**Set exercise:**
Copy all of the records below verbatim.

**Supplied data:**
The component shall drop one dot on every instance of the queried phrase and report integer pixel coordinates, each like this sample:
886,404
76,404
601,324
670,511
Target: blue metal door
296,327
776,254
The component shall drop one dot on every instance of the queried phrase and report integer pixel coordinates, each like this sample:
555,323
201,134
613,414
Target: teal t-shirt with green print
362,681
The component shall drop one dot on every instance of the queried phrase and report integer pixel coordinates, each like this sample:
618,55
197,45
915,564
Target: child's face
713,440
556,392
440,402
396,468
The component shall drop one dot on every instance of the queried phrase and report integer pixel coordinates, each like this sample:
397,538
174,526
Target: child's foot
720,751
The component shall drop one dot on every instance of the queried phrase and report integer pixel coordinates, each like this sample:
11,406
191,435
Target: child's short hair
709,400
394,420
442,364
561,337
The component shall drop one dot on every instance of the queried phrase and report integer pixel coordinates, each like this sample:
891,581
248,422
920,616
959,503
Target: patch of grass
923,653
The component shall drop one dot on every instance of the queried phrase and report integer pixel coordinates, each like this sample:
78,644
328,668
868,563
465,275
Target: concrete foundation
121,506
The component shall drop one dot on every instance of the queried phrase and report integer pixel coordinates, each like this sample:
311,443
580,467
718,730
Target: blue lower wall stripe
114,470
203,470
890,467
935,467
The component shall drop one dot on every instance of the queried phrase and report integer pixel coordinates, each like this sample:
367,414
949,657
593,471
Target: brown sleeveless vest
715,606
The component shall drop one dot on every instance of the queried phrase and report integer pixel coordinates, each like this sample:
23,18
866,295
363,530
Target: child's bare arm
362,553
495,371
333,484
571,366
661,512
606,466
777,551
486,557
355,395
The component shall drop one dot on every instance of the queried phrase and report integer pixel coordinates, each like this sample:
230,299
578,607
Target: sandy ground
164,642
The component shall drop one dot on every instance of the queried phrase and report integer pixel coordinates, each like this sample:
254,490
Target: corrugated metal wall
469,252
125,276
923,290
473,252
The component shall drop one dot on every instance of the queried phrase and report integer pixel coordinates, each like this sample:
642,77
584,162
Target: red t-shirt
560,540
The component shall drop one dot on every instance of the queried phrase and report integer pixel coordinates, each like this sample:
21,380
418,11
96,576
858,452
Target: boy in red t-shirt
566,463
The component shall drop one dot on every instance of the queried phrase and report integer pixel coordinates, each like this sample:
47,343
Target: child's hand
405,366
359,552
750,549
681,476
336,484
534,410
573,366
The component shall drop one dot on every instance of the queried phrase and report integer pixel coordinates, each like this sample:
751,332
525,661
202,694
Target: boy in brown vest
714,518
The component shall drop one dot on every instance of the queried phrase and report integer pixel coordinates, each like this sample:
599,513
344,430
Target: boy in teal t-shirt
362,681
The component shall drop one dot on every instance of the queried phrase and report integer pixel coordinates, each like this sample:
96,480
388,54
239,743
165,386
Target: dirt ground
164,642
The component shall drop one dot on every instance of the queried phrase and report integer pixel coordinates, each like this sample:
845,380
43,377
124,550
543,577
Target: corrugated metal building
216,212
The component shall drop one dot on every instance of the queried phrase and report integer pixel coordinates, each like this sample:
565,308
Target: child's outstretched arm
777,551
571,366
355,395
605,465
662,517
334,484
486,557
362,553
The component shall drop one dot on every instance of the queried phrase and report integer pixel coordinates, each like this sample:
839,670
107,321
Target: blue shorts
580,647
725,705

**Completed task:**
The component shall drop one dot on every instance of the queried phrase and report integer pixel coordinates, each like this sample:
886,404
76,404
601,324
670,511
Target: blue metal door
296,327
776,254
The component shall drop one dot on every instance of the queried phrase and report integer pixel coordinates, each like this sample:
555,323
201,134
613,414
Target: teal t-shirt with green print
362,681
The component shall drop one dot on every instance of the queried phrase and report integer pixel coordinates, each like this sample:
618,55
197,45
915,564
Target: child's face
713,440
556,392
440,402
396,468
The component shall drop one dot on every instance of the queried phrase and report integer pixel coordinates, each like this sample:
397,538
174,526
Target: child's foot
720,751
The component shall drop one dot on every instance of the queried phrase and report integer pixel coordinates, each like this sample:
11,406
191,435
Target: child's short hair
709,400
394,420
442,364
561,337
The component shall drop one dot on every instance of the queried phrase and report integer pixel coordinates, each like this sample:
891,581
248,422
920,616
959,503
Target: patch of grass
923,653
The component shall drop one dot on every instance of the queried phrase and report integer pixel coordinates, each like this sample:
78,644
328,668
868,563
465,275
Target: concrete foundation
121,506
The component shall drop one dot on every instance of the queried phrase and report integer pixel coordinates, each like this sample:
311,443
580,467
718,730
Target: blue lower wall stripe
114,470
203,470
890,467
935,467
The component shall drop one dot on every instance of the queried phrase and report integer pixel coordinates, each like this sample:
367,414
949,657
593,471
Target: brown sleeveless vest
715,606
The component shall drop one dot on every instance of the queried phrase and report integer pixel coordinates, each like this sample:
23,18
866,295
363,530
Target: child's bare arm
362,553
495,371
333,484
571,366
661,512
606,466
777,551
486,557
355,395
The component shall drop one dot on every instance of the queried phrase and report integer pixel coordinates, each like this sample:
230,299
578,607
Target: sandy ground
164,642
The component shall drop one dot on every instance of the queried phrase and report integer pixel coordinates, each like this sample:
254,490
Target: corrugated metal wall
469,252
125,276
923,290
473,252
The component shall drop one dot on every instance of the queried phrase and report integer pixel coordinates, each like this sample:
642,77
584,162
Target: red t-shirt
560,540
The component shall drop one dot on every instance of the queried phrase and report integer pixel coordinates, each like this sample:
21,380
418,11
96,576
858,452
Target: boy in red t-shirt
566,463
The component shall drop one dot on every instance of the queried phrase and report integer pixel coordinates, each like this sample:
47,343
Target: child's hand
405,366
359,552
750,549
681,476
336,484
534,410
573,366
The component shall drop one dot on every instance of the queried phrase and report integer pixel coordinates, each like this sample:
751,332
525,661
202,694
Target: boy in brown vest
714,518
The component shall drop one dot on every instance of the queried phrase and report integer pixel coordinates, each like this sample:
599,513
344,430
Target: boy in teal t-shirt
362,681
The component shall drop one dot on every instance of the queried phrase and report integer pixel coordinates, each like this sample:
96,480
388,54
239,743
165,386
Target: dirt ground
164,642
The component shall drop one dot on every instance of the queried phrase and report integer pixel coordinates, each like this sample:
845,380
43,377
124,550
543,577
Target: corrugated metal building
216,212
The component shall drop one dot on every instance of the queried phrase and report integer pixel coordinates, each like this sample:
565,308
Target: child's outstretched arm
777,551
571,366
355,395
605,465
662,517
334,484
486,557
362,553
The component shall drop one dot on every instance of the queried phrase and report integer pixel coordinates, each like this sample:
839,670
107,321
Target: blue shorts
580,647
725,705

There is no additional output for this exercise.